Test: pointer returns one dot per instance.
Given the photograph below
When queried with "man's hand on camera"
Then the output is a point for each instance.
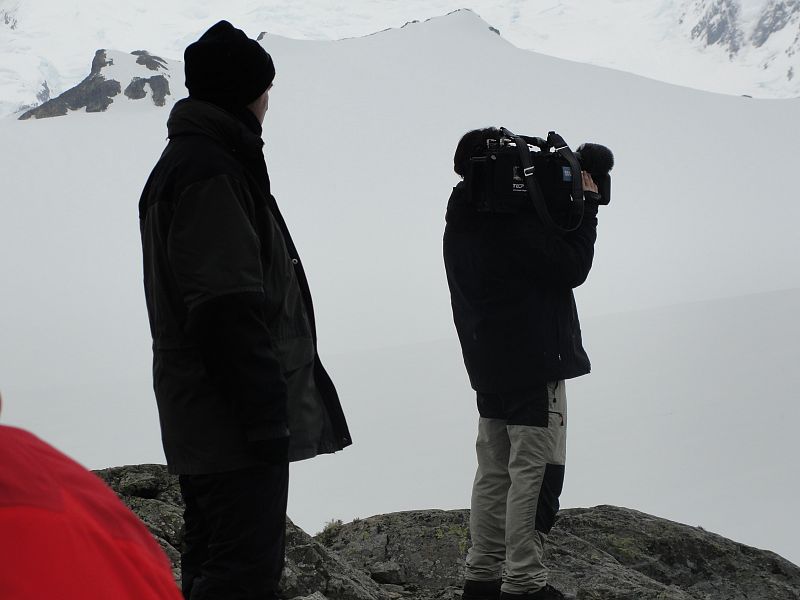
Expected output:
(590, 190)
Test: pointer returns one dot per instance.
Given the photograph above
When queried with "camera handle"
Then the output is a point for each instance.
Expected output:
(554, 141)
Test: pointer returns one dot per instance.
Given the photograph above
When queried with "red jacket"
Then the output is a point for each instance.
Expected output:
(64, 534)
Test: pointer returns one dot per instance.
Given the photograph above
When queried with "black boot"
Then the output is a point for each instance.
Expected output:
(548, 592)
(482, 590)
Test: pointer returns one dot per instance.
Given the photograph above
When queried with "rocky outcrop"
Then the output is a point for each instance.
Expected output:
(719, 25)
(111, 72)
(155, 497)
(95, 94)
(601, 553)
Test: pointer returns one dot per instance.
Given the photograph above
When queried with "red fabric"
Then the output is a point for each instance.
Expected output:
(64, 534)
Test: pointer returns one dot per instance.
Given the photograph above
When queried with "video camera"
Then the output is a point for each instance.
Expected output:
(511, 173)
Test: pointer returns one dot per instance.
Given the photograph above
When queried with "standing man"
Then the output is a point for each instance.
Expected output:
(511, 281)
(240, 388)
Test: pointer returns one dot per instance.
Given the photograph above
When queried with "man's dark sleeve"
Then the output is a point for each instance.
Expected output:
(564, 259)
(214, 253)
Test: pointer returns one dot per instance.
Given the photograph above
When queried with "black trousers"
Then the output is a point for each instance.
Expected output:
(235, 538)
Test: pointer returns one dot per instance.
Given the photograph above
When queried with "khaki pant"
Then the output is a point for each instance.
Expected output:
(521, 450)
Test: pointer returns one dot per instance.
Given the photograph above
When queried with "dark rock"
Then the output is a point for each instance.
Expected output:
(155, 497)
(424, 548)
(719, 25)
(775, 16)
(601, 553)
(159, 87)
(94, 93)
(151, 61)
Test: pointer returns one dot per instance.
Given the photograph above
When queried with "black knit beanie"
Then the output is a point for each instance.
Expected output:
(227, 68)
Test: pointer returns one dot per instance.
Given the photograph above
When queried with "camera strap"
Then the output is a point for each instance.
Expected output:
(556, 141)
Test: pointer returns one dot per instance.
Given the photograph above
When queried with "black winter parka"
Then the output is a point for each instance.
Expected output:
(511, 284)
(235, 367)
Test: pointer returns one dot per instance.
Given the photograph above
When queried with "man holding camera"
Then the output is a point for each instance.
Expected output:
(511, 278)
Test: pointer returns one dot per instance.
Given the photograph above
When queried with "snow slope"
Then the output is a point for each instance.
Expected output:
(689, 313)
(45, 45)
◇ ◇ ◇ ◇ ◇
• _TASK TO CARRY OUT_
Each entry should be repeated exactly as it appears; the pictures stay out.

• _OUTPUT OF THE EXERCISE_
Test: pointer returns one dot per instance.
Given the photograph below
When queried with "man's hand on camera"
Then the output is a point for each instance.
Expected output:
(590, 190)
Test: pointer returns one dot per instance.
Given the photograph above
When queried with "camera handle"
Then the output is a point for each instance.
Expected output:
(554, 141)
Test: pointer returns one dot per instance.
Given the photograph above
When queried with "red jacket"
Then the output is a point for each instance.
Expected output:
(64, 534)
Test: pointer returns one dot per instance.
Given the photograph above
When queried with "black boot"
Then the output is a point for each instance.
Expected output:
(548, 592)
(482, 590)
Test: pointer returns one dot per instance.
Given the photograph above
When queried with "rocky outcrop"
Then the output is a point for each instance.
Expected output:
(719, 25)
(111, 72)
(155, 497)
(95, 94)
(601, 553)
Test: pointer returns one dot per instance.
Given the photograph above
When queried with "red fabric"
Then the output is a point for each instance.
Expected output:
(64, 534)
Test: pointer returns one dot per instance.
Given the photograph above
When queried with "video camera"
Then the output is a point for each instance.
Expected output:
(511, 173)
Test: pointer returns one dot per instance.
Given the photograph above
When queried with "standing man"
Then the output is a point for each instance.
Expected output:
(511, 281)
(240, 388)
Test: pointer returns one dot per instance.
Given the photograph above
When queried with "man's dark sleeve"
Then the output is a point for each instance.
Expected output:
(564, 259)
(214, 253)
Test: pointer returns one dot per instance.
Given the photograph above
When queried with "black trousers"
Then the output is a point for each instance.
Expected output:
(235, 538)
Test: pointer returns one dot per instance.
Given the photograph above
When queried with "khaki pant"
Then the output is a point for each instance.
Expected output:
(521, 450)
Test: pointer returns one dot per instance.
Given the photograph above
When queried with "dark rock"
Then the output is a point for each instance.
Expected output:
(155, 497)
(424, 548)
(719, 25)
(775, 16)
(601, 553)
(159, 87)
(94, 93)
(151, 61)
Test: pointer returns one dot per instance.
Given the photograph above
When queried with "black knit beanie"
Then the output is a point for each instance.
Expected output:
(227, 68)
Test: pointer returns one dot per instance.
Given the photograph above
When queried with "camera strap"
Then the output is a point for each instance.
Expected output:
(556, 141)
Test: pointer returns one dot per instance.
Given the photograph above
When queried with "black winter parka"
Then the output is a point for each instance.
Expected output:
(511, 284)
(235, 367)
Test: pointer returns one dot per instance.
Given the photograph above
When queried with "man holding camera"
Then the output is a point for each instance.
Expected output:
(511, 278)
Test: pointer returns one dot per instance.
Given the photograph above
When queried with "snow slope"
Then the output is a point for each instance.
Expected output:
(689, 313)
(45, 45)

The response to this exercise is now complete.